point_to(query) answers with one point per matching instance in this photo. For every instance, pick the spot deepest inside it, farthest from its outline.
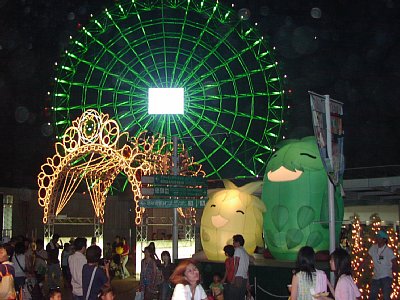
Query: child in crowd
(216, 287)
(55, 294)
(107, 293)
(167, 269)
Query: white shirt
(76, 262)
(183, 292)
(382, 258)
(346, 289)
(19, 270)
(243, 267)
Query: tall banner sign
(327, 115)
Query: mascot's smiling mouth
(283, 174)
(218, 221)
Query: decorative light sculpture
(93, 152)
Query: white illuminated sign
(164, 101)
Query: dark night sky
(354, 58)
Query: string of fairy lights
(361, 240)
(93, 152)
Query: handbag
(7, 289)
(139, 295)
(90, 283)
(159, 277)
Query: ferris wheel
(233, 95)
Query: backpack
(7, 290)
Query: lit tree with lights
(393, 243)
(362, 263)
(359, 254)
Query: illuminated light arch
(93, 151)
(234, 99)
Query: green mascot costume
(295, 192)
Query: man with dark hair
(7, 275)
(385, 265)
(53, 263)
(94, 277)
(241, 258)
(76, 262)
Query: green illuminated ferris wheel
(233, 96)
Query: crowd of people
(24, 265)
(182, 281)
(310, 283)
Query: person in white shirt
(384, 265)
(186, 276)
(76, 262)
(241, 260)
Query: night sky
(347, 49)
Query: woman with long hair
(148, 276)
(19, 261)
(186, 277)
(307, 280)
(345, 288)
(167, 268)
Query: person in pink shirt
(345, 288)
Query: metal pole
(255, 288)
(331, 188)
(175, 171)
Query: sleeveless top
(305, 284)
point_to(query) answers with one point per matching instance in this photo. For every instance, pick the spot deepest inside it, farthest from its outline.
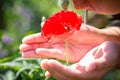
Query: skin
(35, 46)
(102, 44)
(99, 6)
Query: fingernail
(91, 68)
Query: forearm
(111, 34)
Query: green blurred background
(19, 18)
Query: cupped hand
(35, 46)
(95, 64)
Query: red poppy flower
(62, 22)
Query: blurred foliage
(22, 18)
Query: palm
(79, 44)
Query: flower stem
(67, 51)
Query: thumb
(97, 64)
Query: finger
(97, 64)
(50, 53)
(30, 54)
(27, 47)
(35, 38)
(46, 64)
(65, 71)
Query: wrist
(111, 34)
(118, 58)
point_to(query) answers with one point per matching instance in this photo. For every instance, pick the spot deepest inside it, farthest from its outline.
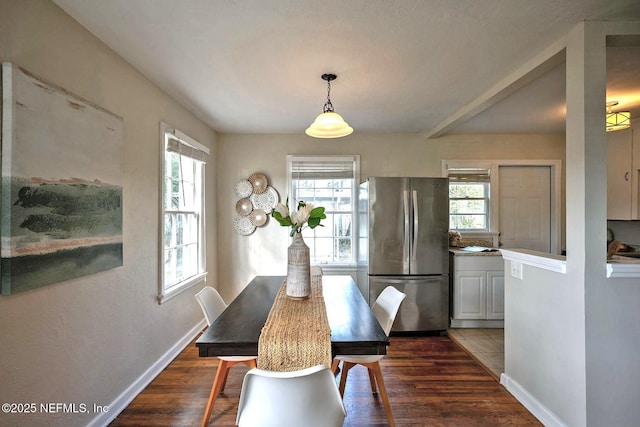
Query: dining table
(236, 332)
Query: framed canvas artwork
(61, 202)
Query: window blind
(469, 175)
(310, 169)
(184, 149)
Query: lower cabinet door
(495, 295)
(470, 295)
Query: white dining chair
(308, 397)
(212, 305)
(385, 309)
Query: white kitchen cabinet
(478, 291)
(622, 174)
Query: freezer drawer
(426, 307)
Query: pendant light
(329, 124)
(617, 121)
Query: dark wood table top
(354, 328)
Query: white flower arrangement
(306, 213)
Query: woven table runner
(296, 334)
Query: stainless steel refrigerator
(403, 238)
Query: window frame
(485, 182)
(354, 200)
(166, 292)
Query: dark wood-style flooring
(431, 381)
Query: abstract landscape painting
(61, 205)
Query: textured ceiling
(403, 66)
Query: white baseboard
(466, 323)
(130, 393)
(541, 412)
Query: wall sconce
(617, 121)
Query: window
(331, 182)
(182, 237)
(469, 199)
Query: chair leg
(377, 372)
(218, 382)
(372, 380)
(335, 367)
(343, 377)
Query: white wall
(264, 252)
(88, 339)
(572, 340)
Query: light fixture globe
(329, 124)
(617, 121)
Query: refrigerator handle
(407, 222)
(414, 244)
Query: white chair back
(386, 307)
(316, 270)
(211, 303)
(308, 397)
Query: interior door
(525, 207)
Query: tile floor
(485, 345)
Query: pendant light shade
(329, 124)
(617, 121)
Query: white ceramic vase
(298, 269)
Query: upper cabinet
(623, 164)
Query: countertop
(459, 252)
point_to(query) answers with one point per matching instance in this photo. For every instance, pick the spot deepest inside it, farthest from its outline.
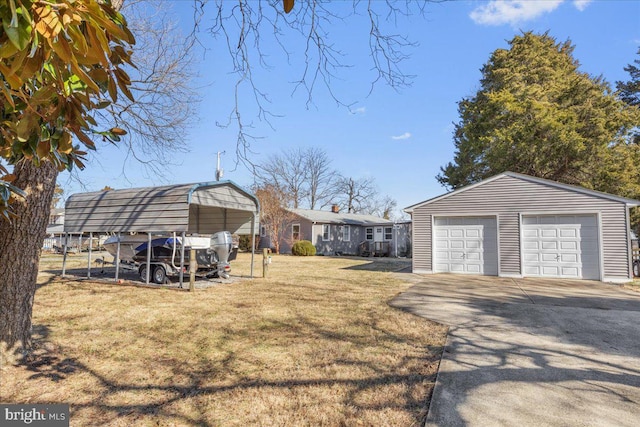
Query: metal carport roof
(203, 208)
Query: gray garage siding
(421, 241)
(508, 197)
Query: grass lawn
(313, 344)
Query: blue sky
(400, 138)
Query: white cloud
(359, 111)
(498, 12)
(405, 135)
(581, 4)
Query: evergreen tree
(536, 113)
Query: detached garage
(515, 225)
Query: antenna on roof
(219, 170)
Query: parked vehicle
(213, 254)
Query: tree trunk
(20, 245)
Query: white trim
(616, 280)
(498, 243)
(347, 228)
(600, 244)
(365, 234)
(627, 215)
(520, 239)
(459, 215)
(328, 232)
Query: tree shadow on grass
(166, 401)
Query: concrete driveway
(532, 352)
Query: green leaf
(20, 34)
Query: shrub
(303, 248)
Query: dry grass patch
(313, 344)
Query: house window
(326, 232)
(388, 233)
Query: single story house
(336, 233)
(514, 225)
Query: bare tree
(165, 100)
(385, 207)
(286, 173)
(274, 215)
(356, 195)
(247, 25)
(320, 178)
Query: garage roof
(203, 208)
(623, 200)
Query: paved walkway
(528, 352)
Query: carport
(200, 208)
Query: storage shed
(514, 225)
(201, 208)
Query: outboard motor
(222, 245)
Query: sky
(400, 138)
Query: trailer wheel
(159, 275)
(142, 271)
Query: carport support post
(265, 262)
(118, 257)
(253, 242)
(64, 254)
(182, 259)
(192, 270)
(89, 255)
(148, 258)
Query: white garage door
(560, 246)
(466, 245)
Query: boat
(213, 254)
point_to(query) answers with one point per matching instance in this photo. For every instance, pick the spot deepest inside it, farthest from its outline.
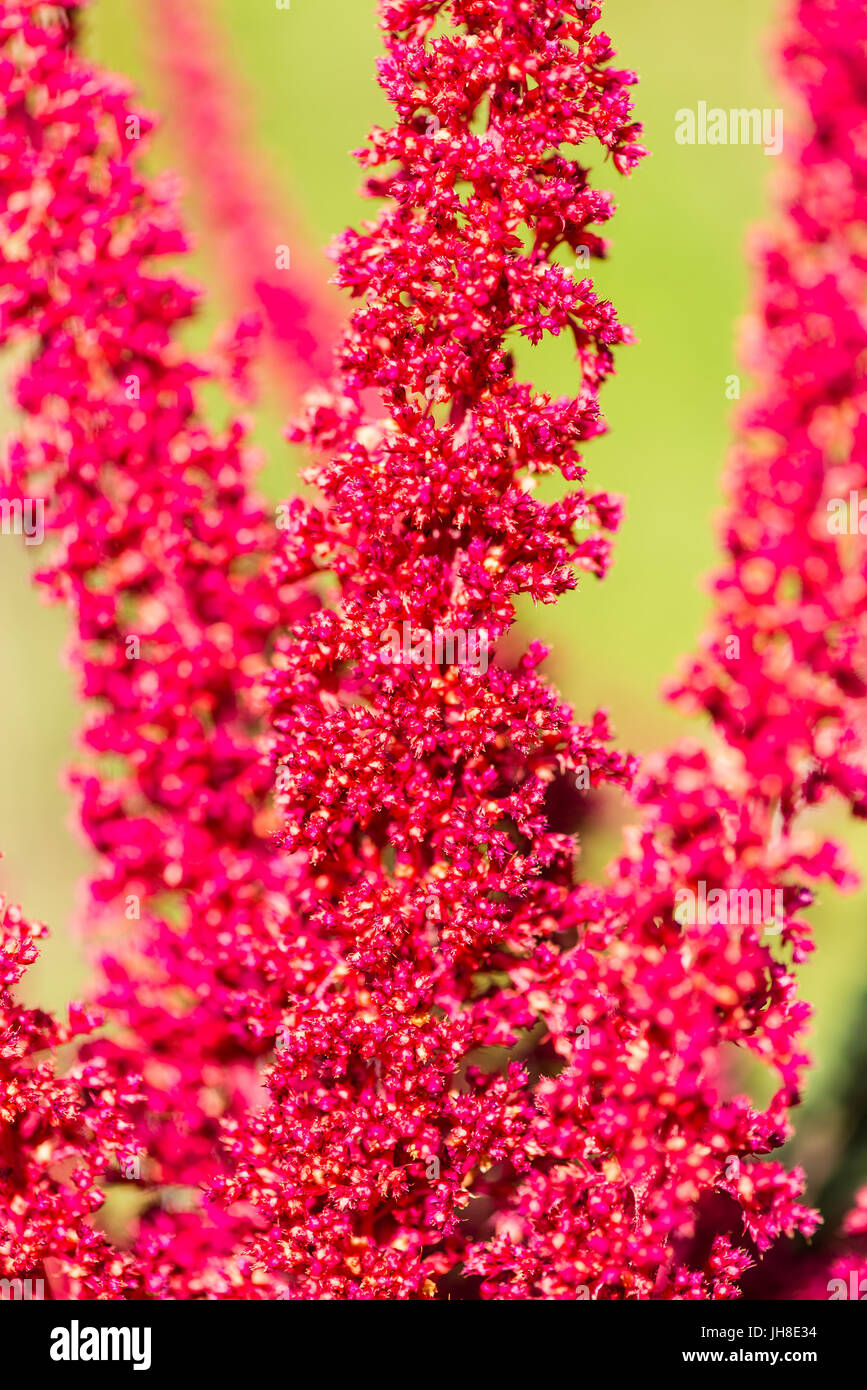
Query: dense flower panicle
(261, 253)
(784, 670)
(405, 1052)
(782, 676)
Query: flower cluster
(373, 1036)
(260, 250)
(160, 551)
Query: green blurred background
(678, 274)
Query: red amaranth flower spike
(249, 230)
(61, 1139)
(663, 993)
(414, 779)
(161, 552)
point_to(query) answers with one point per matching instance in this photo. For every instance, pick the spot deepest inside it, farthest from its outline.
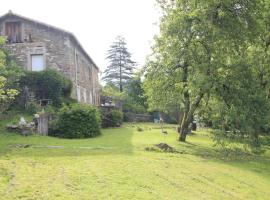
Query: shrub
(47, 84)
(77, 121)
(113, 118)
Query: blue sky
(96, 23)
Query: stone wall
(60, 51)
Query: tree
(9, 74)
(199, 42)
(120, 68)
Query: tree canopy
(121, 66)
(207, 52)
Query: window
(13, 32)
(37, 62)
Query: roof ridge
(11, 13)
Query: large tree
(200, 43)
(121, 66)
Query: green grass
(116, 166)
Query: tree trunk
(183, 129)
(187, 118)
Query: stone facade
(57, 49)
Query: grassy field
(116, 166)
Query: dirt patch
(19, 145)
(163, 147)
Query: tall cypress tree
(120, 68)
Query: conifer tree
(121, 66)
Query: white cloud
(96, 23)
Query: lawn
(116, 166)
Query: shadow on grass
(236, 157)
(112, 141)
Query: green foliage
(113, 118)
(9, 74)
(77, 121)
(120, 68)
(134, 99)
(48, 84)
(200, 57)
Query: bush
(47, 84)
(77, 121)
(113, 118)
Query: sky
(96, 23)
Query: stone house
(37, 46)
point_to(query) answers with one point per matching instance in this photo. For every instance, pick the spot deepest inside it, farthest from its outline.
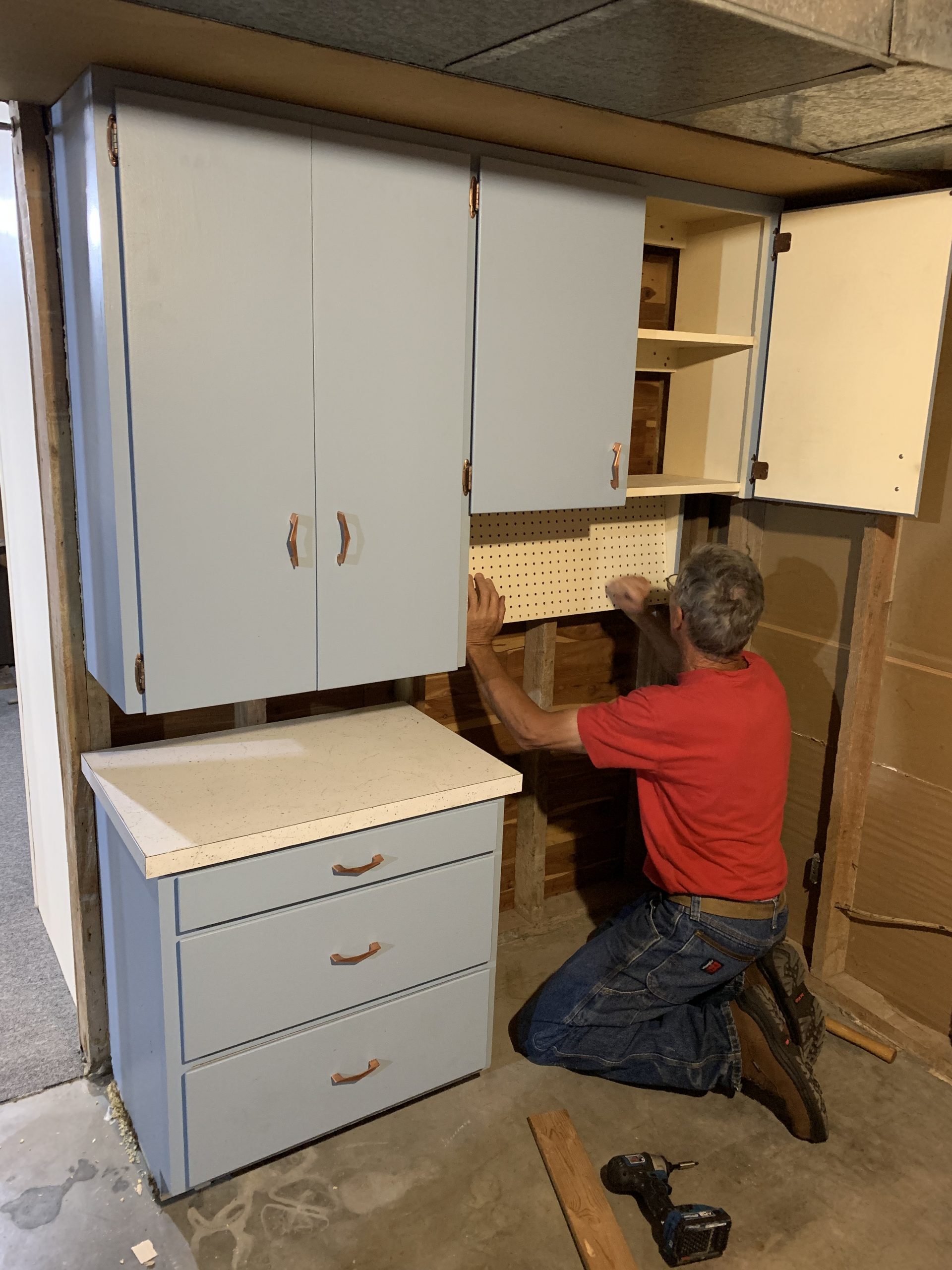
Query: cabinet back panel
(391, 247)
(719, 287)
(559, 286)
(857, 321)
(216, 235)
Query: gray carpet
(39, 1044)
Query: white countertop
(201, 801)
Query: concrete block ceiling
(866, 80)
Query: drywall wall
(905, 860)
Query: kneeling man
(692, 987)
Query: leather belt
(754, 910)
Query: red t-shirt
(711, 756)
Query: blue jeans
(647, 1001)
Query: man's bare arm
(530, 726)
(629, 595)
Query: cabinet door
(858, 309)
(559, 284)
(391, 305)
(216, 251)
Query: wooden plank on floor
(538, 683)
(855, 750)
(82, 709)
(593, 1225)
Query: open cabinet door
(858, 310)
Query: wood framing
(82, 706)
(248, 713)
(857, 733)
(538, 681)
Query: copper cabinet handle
(337, 1079)
(342, 870)
(345, 538)
(293, 540)
(617, 451)
(352, 960)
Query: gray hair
(721, 593)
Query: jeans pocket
(697, 967)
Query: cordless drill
(683, 1232)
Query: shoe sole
(796, 1079)
(782, 972)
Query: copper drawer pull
(345, 538)
(293, 540)
(343, 872)
(352, 960)
(337, 1079)
(617, 451)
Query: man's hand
(485, 613)
(629, 595)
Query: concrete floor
(455, 1182)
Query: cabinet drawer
(281, 878)
(275, 972)
(275, 1096)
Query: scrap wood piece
(888, 1053)
(913, 924)
(593, 1225)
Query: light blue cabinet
(295, 1013)
(268, 352)
(558, 293)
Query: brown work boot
(774, 1070)
(783, 974)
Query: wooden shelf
(645, 487)
(677, 350)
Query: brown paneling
(809, 558)
(814, 676)
(905, 870)
(48, 44)
(914, 728)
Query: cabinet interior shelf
(677, 350)
(644, 487)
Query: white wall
(19, 489)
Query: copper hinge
(781, 243)
(112, 141)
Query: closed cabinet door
(559, 282)
(858, 313)
(393, 243)
(216, 250)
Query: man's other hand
(485, 613)
(629, 595)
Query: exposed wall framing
(82, 705)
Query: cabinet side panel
(719, 287)
(134, 982)
(391, 251)
(559, 280)
(216, 233)
(85, 201)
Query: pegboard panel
(551, 564)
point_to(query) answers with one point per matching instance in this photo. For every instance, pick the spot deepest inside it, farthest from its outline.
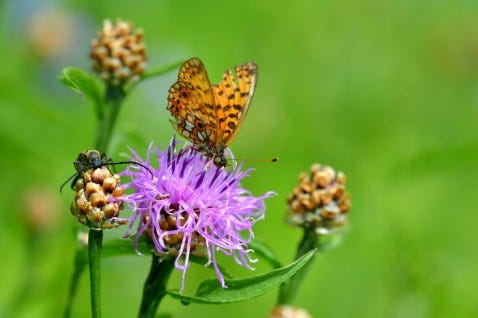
====================
__YOUR TASK__.
Retype only the lines above from the one with "Query: bush" through the last, both ends included, keeping every picture out of the copy.

__ANSWER TO THIS PROBLEM__.
Query: bush
(47, 84)
(77, 121)
(113, 118)
Query: sky
(96, 23)
Query: stone house
(37, 46)
point_to(query) answers with one point per matching instance in this photo. For every instance, pick the spot deepest inside it, farthest from its outline.
Query: cabinet back panel
(391, 247)
(719, 287)
(559, 286)
(857, 321)
(216, 235)
Query: gray carpet
(39, 1044)
Query: white countertop
(201, 801)
Query: concrete block ceiling
(866, 80)
Query: drywall wall
(905, 860)
Query: kneeling man
(692, 987)
Query: leather belt
(754, 910)
Query: red t-shirt
(711, 756)
Query: blue jeans
(647, 1001)
Query: man's bare arm
(530, 726)
(629, 595)
Query: cabinet door
(858, 309)
(559, 284)
(391, 305)
(216, 251)
Query: wooden plank on floor
(538, 683)
(855, 750)
(82, 709)
(593, 1225)
Query: open cabinet door
(858, 310)
Query: wood framing
(82, 706)
(248, 713)
(857, 733)
(538, 681)
Query: copper cabinet handle
(337, 1079)
(342, 870)
(345, 538)
(293, 540)
(617, 451)
(352, 960)
Query: gray hair
(721, 593)
Query: jeans pocket
(697, 967)
Query: cordless drill
(683, 1232)
Query: shoe sole
(796, 1079)
(782, 972)
Query: copper drawer pull
(345, 538)
(293, 540)
(343, 872)
(352, 960)
(337, 1079)
(617, 451)
Query: man's hand
(485, 613)
(629, 595)
Query: concrete floor
(455, 1182)
Query: cabinet drawer
(281, 878)
(275, 972)
(275, 1096)
Query: scrap wood piece
(888, 1053)
(913, 924)
(593, 1225)
Query: light blue cabinet
(295, 1013)
(268, 352)
(558, 293)
Query: brown work boot
(774, 1070)
(783, 974)
Query: wooden shelf
(645, 487)
(677, 350)
Query: brown paneling
(809, 558)
(814, 676)
(905, 870)
(48, 44)
(914, 728)
Query: cabinet interior shelf
(677, 350)
(644, 487)
Query: white wall
(19, 489)
Query: copper hinge
(781, 243)
(112, 141)
Query: closed cabinet door
(559, 282)
(858, 313)
(393, 243)
(216, 250)
Query: man's other hand
(485, 613)
(629, 595)
Query: exposed wall framing
(82, 705)
Query: cabinet side panel
(719, 287)
(134, 982)
(391, 251)
(559, 280)
(216, 233)
(85, 201)
Query: pegboard panel
(551, 564)
point_to(query) answers with one point per matching instance in this photo. For every instance, pick the spot deepest inside it, farthest from its outline.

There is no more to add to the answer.